## EXERCISE
Copy all the material below, exactly as it stands.

*** MATERIAL FOR THIS TASK ***

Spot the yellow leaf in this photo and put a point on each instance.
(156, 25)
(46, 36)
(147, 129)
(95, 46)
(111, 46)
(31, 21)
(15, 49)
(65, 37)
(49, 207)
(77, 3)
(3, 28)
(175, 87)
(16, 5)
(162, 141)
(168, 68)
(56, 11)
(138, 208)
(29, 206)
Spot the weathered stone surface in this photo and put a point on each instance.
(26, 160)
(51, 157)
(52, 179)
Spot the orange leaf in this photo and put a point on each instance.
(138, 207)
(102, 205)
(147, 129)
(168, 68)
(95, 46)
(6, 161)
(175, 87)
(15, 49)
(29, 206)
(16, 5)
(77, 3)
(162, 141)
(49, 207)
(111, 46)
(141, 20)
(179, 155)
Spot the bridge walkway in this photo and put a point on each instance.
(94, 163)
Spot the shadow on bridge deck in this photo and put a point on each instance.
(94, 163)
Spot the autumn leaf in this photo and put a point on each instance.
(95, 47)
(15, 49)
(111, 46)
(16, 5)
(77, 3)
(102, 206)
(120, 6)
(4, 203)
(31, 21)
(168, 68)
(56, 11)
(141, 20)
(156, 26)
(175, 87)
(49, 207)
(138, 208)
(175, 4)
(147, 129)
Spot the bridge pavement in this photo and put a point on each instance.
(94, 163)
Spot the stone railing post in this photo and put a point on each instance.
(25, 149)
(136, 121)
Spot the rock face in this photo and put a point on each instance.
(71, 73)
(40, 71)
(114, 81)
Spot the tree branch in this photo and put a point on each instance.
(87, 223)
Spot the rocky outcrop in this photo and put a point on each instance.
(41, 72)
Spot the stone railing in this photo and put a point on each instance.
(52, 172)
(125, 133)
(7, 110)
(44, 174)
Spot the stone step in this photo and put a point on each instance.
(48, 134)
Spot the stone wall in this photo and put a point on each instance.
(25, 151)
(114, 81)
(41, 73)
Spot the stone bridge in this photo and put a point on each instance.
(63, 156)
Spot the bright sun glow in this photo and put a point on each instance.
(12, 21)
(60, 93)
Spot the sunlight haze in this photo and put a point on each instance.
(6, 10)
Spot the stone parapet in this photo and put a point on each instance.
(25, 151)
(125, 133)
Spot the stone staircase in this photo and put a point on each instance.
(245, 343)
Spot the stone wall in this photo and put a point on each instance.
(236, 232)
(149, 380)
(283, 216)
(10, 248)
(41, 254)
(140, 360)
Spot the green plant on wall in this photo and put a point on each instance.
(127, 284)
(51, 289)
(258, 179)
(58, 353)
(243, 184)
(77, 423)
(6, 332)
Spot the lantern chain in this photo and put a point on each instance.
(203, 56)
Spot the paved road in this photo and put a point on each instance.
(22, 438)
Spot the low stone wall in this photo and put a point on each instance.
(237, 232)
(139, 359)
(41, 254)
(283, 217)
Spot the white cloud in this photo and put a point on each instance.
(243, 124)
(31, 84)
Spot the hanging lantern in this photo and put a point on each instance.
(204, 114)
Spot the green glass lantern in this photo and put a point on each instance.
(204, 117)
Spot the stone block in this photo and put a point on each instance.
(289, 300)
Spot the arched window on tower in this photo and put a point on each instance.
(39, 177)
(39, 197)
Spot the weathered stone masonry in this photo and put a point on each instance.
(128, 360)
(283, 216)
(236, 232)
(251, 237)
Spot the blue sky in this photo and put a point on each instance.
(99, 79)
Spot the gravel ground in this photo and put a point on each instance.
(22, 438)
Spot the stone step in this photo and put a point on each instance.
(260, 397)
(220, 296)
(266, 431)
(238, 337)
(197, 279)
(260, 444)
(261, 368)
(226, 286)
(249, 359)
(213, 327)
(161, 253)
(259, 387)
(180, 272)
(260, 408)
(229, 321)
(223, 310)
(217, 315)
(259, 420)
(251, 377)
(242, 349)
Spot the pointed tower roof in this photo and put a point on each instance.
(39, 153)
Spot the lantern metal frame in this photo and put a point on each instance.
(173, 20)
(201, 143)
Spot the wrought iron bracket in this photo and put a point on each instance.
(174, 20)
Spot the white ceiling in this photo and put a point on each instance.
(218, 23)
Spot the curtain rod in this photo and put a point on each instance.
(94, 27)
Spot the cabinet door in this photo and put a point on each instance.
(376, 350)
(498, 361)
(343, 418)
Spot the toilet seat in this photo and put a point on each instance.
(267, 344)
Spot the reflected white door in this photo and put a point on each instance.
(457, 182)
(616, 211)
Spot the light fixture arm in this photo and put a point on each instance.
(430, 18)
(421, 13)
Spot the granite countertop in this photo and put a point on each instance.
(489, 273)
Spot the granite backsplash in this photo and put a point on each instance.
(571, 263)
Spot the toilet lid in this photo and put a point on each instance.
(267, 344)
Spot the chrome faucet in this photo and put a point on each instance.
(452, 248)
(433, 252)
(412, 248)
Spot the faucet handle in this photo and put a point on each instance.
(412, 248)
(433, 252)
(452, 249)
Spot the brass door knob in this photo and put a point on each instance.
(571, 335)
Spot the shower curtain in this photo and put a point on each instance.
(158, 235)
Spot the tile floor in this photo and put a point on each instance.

***

## EXERCISE RESPONSE
Spot the yellow leaf in this photo and put a point on each instance.
(156, 25)
(46, 36)
(147, 129)
(95, 46)
(111, 46)
(31, 21)
(15, 49)
(65, 37)
(49, 207)
(77, 3)
(3, 28)
(175, 87)
(16, 5)
(162, 141)
(168, 68)
(56, 11)
(138, 208)
(29, 206)
Spot the weathered stone surface in this photo and put a point on each instance.
(26, 160)
(51, 157)
(52, 179)
Spot the orange leaf in this photo and put a point on each instance.
(138, 207)
(102, 205)
(147, 129)
(168, 68)
(95, 46)
(6, 161)
(175, 87)
(15, 49)
(29, 206)
(16, 5)
(77, 3)
(162, 141)
(49, 207)
(111, 46)
(141, 20)
(179, 155)
Spot the bridge walkway in this photo and put a point on each instance.
(94, 163)
Spot the shadow on bridge deck in this photo and put a point on each instance.
(94, 163)
Spot the autumn leaf in this photo and put a point on each instance.
(95, 47)
(15, 49)
(111, 46)
(16, 5)
(77, 3)
(102, 206)
(120, 6)
(4, 203)
(31, 21)
(168, 68)
(56, 11)
(141, 20)
(156, 26)
(175, 87)
(49, 207)
(138, 208)
(175, 4)
(147, 129)
Spot the bridge pavement in this photo and put a point on each instance.
(94, 163)
Spot the stone railing post in this photo and put a point on each instance.
(25, 149)
(136, 121)
Spot the rock face in this photo and put a point on each instance.
(71, 73)
(40, 71)
(114, 81)
Spot the tree branch in this photo and put a point on each instance.
(87, 223)
Spot the rocky outcrop in this photo and put a point on each instance.
(41, 72)
Spot the stone railing in this photo and put a point on each instance.
(52, 172)
(125, 133)
(7, 110)
(44, 174)
Spot the stone step in this photo and put a point on each instance.
(48, 134)
Spot the stone wall in this photo and put a point on each instance.
(25, 151)
(114, 81)
(41, 73)
Spot the stone bridge in this photo and put a point on each instance.
(63, 156)
Spot the bright sun glow in this photo and put a point on each instance.
(12, 21)
(60, 93)
Spot the sunlight haze in this photo and put a point on each instance.
(6, 10)
Spot the stone parapet in this photo and put a point on each instance.
(25, 151)
(125, 133)
Spot the stone staircase in this photo and put a point on each instance.
(245, 343)
Spot the stone wall in this photo and put a point on each instance.
(236, 232)
(149, 380)
(283, 216)
(10, 248)
(41, 254)
(140, 360)
Spot the green plant on wall in this photo and put a point on each instance.
(127, 284)
(51, 289)
(258, 179)
(58, 353)
(243, 184)
(77, 423)
(6, 332)
Spot the lantern chain in this photo and put a point on each instance.
(203, 56)
Spot the paved road in this photo and put a point on each instance.
(22, 438)
Spot the low stone wall in this photo and put a point on each instance.
(237, 232)
(139, 359)
(41, 254)
(283, 217)
Spot the white cloud in this photo and put a point on each instance.
(243, 124)
(31, 84)
Spot the hanging lantern in this photo and put a point on each instance.
(204, 114)
Spot the green glass lantern in this photo and put a point on each instance.
(204, 117)
Spot the stone block in this photo and put a point on each instance.
(289, 300)
Spot the arched window on tower in this photo and put a point on each instance.
(39, 177)
(39, 197)
Spot the weathered stone masonry in this photo and put a point on each instance.
(128, 360)
(283, 216)
(236, 232)
(251, 237)
Spot the blue sky in this photo and put a point on each instance.
(99, 79)
Spot the gravel ground in this photo and put a point on each instance.
(22, 438)
Spot the stone step in this photo and put a point on each instance.
(260, 397)
(220, 296)
(266, 431)
(238, 337)
(197, 279)
(260, 444)
(261, 368)
(226, 286)
(249, 359)
(213, 327)
(161, 253)
(259, 387)
(180, 272)
(260, 408)
(229, 321)
(223, 310)
(217, 315)
(259, 420)
(251, 377)
(242, 349)
Spot the pointed tower roof in this photo and put a point on each instance.
(39, 153)
Spot the lantern metal frame in this photo and put a point on each instance.
(173, 20)
(201, 143)
Spot the wrought iron bracket in this photo and put a point on each instance.
(174, 20)
Spot the white ceiling in this photo and put a point on each instance.
(218, 23)
Spot the curtain rod in this photo and put a point on each instance.
(94, 27)
Spot the cabinet door in this photo and put a point on each instance.
(376, 350)
(498, 361)
(343, 418)
Spot the toilet seat in this photo and put a point on each instance.
(267, 344)
Spot the reflected white door in this photo and put a point on each instance.
(457, 182)
(616, 211)
Spot the light fixture arm in this photo and put a point on each instance.
(430, 18)
(421, 13)
Spot the granite countertop in this photo and put a point on each instance.
(489, 273)
Spot the granite backsplash in this photo and put a point on each instance.
(571, 263)
Spot the toilet lid in this photo and put a point on each instance.
(267, 344)
Spot the chrome faucet in this photo and put a point on each instance.
(452, 248)
(433, 252)
(412, 248)
Spot the faucet handle in this photo and put a point on each instance.
(412, 248)
(433, 252)
(452, 249)
Spot the brass door knob in this photo and put a point on each instance.
(571, 335)
Spot the shower curtain in this photo and put a point on each instance.
(158, 235)
Spot the tile floor in this photo and put a point on each instance.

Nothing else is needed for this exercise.